--- DATA PROVIDED ---
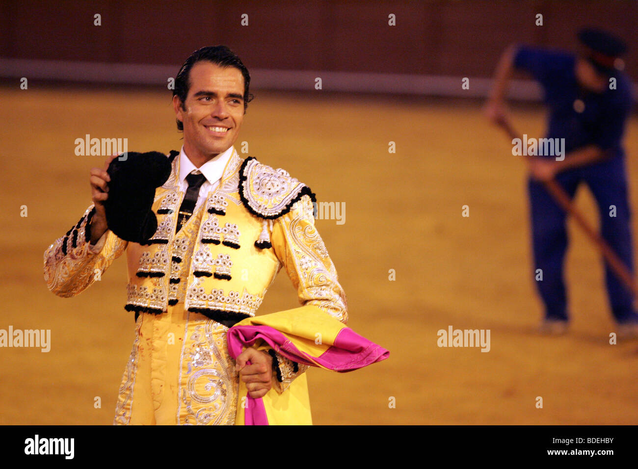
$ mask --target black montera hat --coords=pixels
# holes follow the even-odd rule
[[[151,208],[155,189],[170,175],[170,161],[157,151],[131,151],[126,156],[126,159],[120,160],[121,155],[114,158],[107,170],[111,177],[104,202],[107,225],[118,237],[145,244],[157,230]]]
[[[586,27],[578,33],[585,46],[585,56],[599,71],[609,74],[625,67],[620,56],[627,50],[623,40],[602,29]]]

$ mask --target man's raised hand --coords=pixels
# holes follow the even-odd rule
[[[104,209],[104,201],[108,198],[108,184],[111,180],[107,172],[108,165],[117,154],[113,154],[107,158],[104,167],[93,168],[91,170],[91,198],[95,205],[95,214],[91,220],[91,244],[95,244],[104,234],[108,227],[107,225],[107,214]]]

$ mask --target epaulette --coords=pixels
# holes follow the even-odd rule
[[[239,197],[253,215],[274,220],[290,211],[290,207],[308,195],[316,202],[306,184],[291,177],[286,171],[264,165],[249,156],[239,169]]]

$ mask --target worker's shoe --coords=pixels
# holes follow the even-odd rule
[[[616,325],[616,335],[619,339],[638,338],[638,322],[624,322]]]
[[[545,336],[561,336],[567,332],[568,324],[565,320],[545,318],[540,323],[538,332]]]

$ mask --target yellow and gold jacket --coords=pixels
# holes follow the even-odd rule
[[[184,310],[230,326],[256,315],[283,267],[297,289],[300,314],[311,307],[347,322],[346,296],[315,227],[315,195],[307,186],[282,169],[252,157],[242,159],[234,148],[200,217],[176,235],[184,195],[179,188],[177,154],[167,156],[171,174],[156,190],[152,209],[158,228],[149,244],[125,241],[107,230],[95,252],[87,230],[92,204],[44,253],[44,276],[52,292],[64,297],[79,294],[126,251],[125,308],[137,314],[161,315],[179,302]],[[271,355],[278,362],[283,392],[308,367]]]

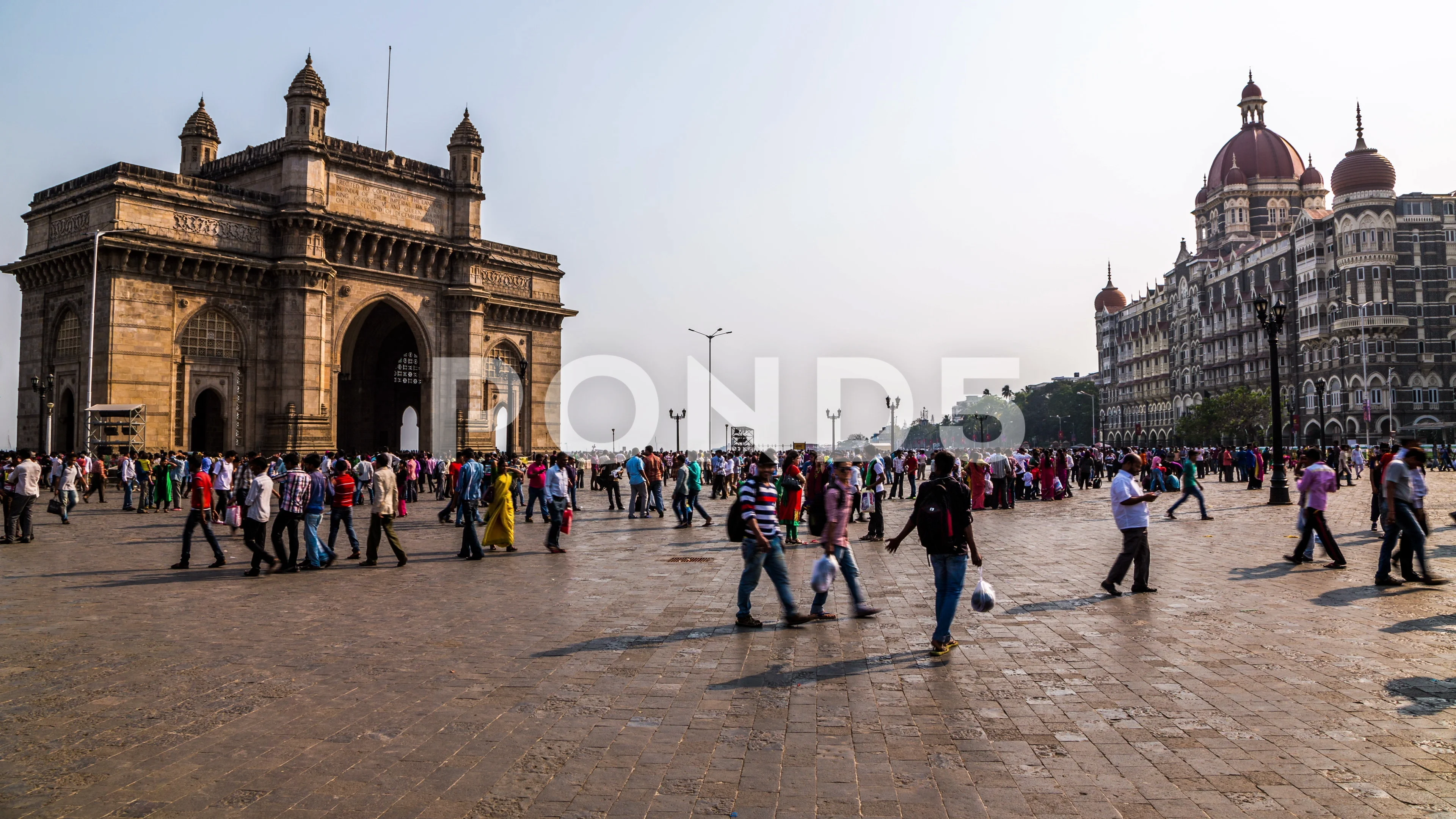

--- THE EXERCISE ---
Copy these lines word for word, leaving out the pictures.

--- FINAL ANSWER ---
$ mask --target black montera hat --coords=pixels
# holes follow the even-odd rule
[[[151,208],[155,189],[170,175],[170,161],[157,151],[131,151],[126,156],[126,159],[120,160],[121,155],[114,158],[107,170],[111,177],[104,202],[107,225],[118,237],[145,244],[157,230]]]
[[[586,27],[578,33],[585,46],[585,56],[599,71],[609,74],[625,67],[620,56],[627,50],[623,40],[602,29]]]

$ mask --target man's raised hand --coords=pixels
# holes follow the even-odd rule
[[[104,209],[104,201],[108,198],[108,184],[111,180],[107,172],[108,165],[117,154],[113,154],[107,158],[104,167],[93,168],[91,170],[91,198],[95,205],[95,214],[91,220],[91,244],[95,244],[104,234],[108,227],[107,225],[107,214]]]

$ mask --target epaulette --coords=pixels
# holes follow the even-odd rule
[[[239,197],[253,215],[274,220],[290,211],[290,207],[308,195],[316,202],[306,184],[291,177],[286,171],[264,165],[249,156],[239,169]]]

$ mask --target worker's shoe --coords=pixels
# holes follow the even-odd rule
[[[616,325],[616,335],[619,339],[638,338],[638,322],[624,322]]]
[[[545,336],[561,336],[567,332],[568,324],[565,320],[545,318],[540,323],[538,332]]]

$ mask --target yellow and gold jacket --coords=pixels
# holes follow the even-odd rule
[[[184,310],[230,326],[256,315],[283,267],[297,289],[300,314],[311,307],[347,322],[346,296],[315,227],[315,195],[307,186],[282,169],[252,157],[242,159],[234,148],[200,217],[176,235],[184,195],[179,188],[177,154],[167,156],[171,174],[156,190],[152,209],[158,228],[149,244],[125,241],[107,230],[95,252],[87,230],[92,204],[44,253],[44,276],[52,292],[64,297],[79,294],[126,251],[125,308],[137,314],[161,315],[179,302]],[[271,355],[278,362],[283,392],[308,367]]]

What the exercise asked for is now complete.